**Given problem**
Take the line containing "Question: For every instance of the crank" and all lines after it to the end of the records, and output them exactly.
┌──
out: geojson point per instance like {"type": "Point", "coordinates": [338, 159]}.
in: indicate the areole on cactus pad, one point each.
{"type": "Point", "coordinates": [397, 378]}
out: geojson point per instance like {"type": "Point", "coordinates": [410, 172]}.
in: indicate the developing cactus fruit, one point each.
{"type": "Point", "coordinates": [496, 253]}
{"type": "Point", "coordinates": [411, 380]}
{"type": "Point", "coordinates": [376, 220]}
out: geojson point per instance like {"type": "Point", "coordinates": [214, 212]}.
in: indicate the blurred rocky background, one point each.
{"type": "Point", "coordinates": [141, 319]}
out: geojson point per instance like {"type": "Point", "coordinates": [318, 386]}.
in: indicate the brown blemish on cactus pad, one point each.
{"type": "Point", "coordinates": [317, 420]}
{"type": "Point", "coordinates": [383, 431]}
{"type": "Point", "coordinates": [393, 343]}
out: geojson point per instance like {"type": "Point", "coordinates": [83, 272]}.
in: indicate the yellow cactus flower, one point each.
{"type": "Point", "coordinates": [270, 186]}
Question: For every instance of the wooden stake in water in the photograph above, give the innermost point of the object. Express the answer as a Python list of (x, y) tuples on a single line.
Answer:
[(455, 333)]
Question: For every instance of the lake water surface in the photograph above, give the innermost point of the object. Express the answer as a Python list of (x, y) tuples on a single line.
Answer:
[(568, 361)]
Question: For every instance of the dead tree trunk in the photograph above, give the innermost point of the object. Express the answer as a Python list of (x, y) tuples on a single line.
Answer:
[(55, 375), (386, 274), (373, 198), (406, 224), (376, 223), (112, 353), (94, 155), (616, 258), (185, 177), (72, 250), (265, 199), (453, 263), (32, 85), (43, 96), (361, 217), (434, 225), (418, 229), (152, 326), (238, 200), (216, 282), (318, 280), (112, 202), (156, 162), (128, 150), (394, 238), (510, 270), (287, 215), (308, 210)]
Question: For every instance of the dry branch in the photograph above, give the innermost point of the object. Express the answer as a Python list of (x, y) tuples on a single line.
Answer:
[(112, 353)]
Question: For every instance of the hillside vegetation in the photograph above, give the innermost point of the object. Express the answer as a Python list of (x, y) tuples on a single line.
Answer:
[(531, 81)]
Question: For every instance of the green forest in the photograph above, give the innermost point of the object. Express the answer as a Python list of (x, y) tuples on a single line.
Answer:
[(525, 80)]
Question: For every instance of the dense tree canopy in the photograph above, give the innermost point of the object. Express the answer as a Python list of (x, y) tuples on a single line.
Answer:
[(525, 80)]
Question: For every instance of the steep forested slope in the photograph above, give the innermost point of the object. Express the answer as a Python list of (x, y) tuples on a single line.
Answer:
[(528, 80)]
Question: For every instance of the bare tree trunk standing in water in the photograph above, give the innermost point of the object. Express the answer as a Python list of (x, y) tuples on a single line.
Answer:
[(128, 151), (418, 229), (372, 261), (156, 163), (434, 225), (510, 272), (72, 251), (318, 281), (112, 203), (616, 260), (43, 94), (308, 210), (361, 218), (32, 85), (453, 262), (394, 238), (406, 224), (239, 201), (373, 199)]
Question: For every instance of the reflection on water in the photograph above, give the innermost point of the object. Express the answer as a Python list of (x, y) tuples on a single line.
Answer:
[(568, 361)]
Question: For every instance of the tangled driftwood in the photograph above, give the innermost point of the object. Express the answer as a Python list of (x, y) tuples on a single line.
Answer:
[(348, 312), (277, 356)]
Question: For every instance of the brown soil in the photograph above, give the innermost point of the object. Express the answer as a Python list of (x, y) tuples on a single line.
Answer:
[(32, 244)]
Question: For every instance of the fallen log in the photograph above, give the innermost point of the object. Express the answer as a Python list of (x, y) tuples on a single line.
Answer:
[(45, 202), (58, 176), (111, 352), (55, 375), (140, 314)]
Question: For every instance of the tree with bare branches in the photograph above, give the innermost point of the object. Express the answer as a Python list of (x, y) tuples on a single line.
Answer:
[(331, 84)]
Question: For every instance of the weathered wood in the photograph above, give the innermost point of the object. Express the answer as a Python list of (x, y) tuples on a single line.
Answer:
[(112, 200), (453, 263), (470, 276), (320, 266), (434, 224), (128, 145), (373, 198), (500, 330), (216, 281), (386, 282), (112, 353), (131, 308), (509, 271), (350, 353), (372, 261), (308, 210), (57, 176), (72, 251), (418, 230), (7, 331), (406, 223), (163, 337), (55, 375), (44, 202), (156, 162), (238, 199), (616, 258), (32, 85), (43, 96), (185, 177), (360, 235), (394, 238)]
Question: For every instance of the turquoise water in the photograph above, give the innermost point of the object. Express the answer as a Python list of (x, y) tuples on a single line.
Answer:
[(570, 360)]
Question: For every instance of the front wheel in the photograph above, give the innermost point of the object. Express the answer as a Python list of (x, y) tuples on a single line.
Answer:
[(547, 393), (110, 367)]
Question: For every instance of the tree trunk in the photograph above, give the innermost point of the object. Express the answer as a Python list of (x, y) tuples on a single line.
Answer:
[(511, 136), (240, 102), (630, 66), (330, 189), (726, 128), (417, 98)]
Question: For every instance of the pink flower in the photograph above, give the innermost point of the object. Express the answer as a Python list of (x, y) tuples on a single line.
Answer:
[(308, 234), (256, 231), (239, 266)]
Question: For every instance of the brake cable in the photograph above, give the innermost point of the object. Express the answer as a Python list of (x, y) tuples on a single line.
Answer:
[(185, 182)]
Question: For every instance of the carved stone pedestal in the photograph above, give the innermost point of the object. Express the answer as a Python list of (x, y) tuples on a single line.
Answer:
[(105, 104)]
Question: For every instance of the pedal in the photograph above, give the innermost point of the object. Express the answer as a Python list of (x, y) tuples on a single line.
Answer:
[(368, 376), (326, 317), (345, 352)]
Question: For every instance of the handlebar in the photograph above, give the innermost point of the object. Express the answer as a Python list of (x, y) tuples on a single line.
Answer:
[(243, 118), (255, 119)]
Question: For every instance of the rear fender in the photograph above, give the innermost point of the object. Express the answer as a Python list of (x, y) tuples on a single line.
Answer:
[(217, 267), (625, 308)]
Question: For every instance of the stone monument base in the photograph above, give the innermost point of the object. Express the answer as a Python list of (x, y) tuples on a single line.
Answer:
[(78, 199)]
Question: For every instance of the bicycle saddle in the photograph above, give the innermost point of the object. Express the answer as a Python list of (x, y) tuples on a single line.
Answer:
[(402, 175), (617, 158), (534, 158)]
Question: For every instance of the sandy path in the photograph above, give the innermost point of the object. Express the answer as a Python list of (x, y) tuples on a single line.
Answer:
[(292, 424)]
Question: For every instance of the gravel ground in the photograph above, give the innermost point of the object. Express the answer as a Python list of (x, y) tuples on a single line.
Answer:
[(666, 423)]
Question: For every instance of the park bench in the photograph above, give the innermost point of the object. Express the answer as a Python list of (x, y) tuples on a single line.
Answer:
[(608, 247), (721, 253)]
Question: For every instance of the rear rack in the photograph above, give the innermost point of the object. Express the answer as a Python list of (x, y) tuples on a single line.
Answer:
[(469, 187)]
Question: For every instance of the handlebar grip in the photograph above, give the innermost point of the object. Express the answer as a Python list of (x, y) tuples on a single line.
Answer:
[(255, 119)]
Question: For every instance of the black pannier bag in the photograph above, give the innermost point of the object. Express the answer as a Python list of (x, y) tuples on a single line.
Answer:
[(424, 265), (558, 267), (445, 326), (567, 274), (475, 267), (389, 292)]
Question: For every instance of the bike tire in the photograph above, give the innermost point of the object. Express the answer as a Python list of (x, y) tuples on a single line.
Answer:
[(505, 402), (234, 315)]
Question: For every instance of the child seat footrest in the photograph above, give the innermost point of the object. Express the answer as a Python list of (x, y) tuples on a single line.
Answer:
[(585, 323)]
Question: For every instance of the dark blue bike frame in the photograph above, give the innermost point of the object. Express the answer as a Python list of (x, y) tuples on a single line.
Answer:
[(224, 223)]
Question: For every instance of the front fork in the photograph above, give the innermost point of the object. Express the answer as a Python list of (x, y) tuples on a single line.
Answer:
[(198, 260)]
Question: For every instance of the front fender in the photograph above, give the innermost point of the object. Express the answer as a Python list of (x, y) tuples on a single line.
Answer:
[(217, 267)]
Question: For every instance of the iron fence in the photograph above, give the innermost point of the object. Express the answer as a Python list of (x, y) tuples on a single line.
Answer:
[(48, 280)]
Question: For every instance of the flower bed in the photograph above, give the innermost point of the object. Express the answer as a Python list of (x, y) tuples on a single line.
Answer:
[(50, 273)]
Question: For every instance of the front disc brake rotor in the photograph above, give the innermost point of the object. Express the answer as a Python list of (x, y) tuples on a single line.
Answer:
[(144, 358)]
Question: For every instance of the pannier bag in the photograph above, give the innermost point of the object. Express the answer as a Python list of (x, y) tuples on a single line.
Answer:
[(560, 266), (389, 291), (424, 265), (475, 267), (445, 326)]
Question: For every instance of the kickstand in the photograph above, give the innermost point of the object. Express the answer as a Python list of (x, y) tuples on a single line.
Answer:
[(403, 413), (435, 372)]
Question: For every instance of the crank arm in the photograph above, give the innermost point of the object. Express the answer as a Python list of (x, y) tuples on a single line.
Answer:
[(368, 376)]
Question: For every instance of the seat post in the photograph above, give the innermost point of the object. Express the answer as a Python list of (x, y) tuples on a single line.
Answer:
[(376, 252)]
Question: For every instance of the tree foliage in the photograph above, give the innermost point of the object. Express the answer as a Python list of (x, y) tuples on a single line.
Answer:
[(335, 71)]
└──
**Written answer**
Question: For every instance of the crank arm in the photograph above, give the innermost point of the object. Express the answer as a Python list of (x, y) tuples on a single line.
Answer:
[(368, 376)]
Question: For every instance of the seat post in the photograph above, give the innermost point of the object. Express the answer as a Python list of (x, y) tuples on a single line.
Answer:
[(376, 252)]
Question: For every instance of the tree foliage in the photograph above, give the innermost point of the object. Express the answer as a Python list of (x, y) tuples on a single line.
Answer:
[(335, 71)]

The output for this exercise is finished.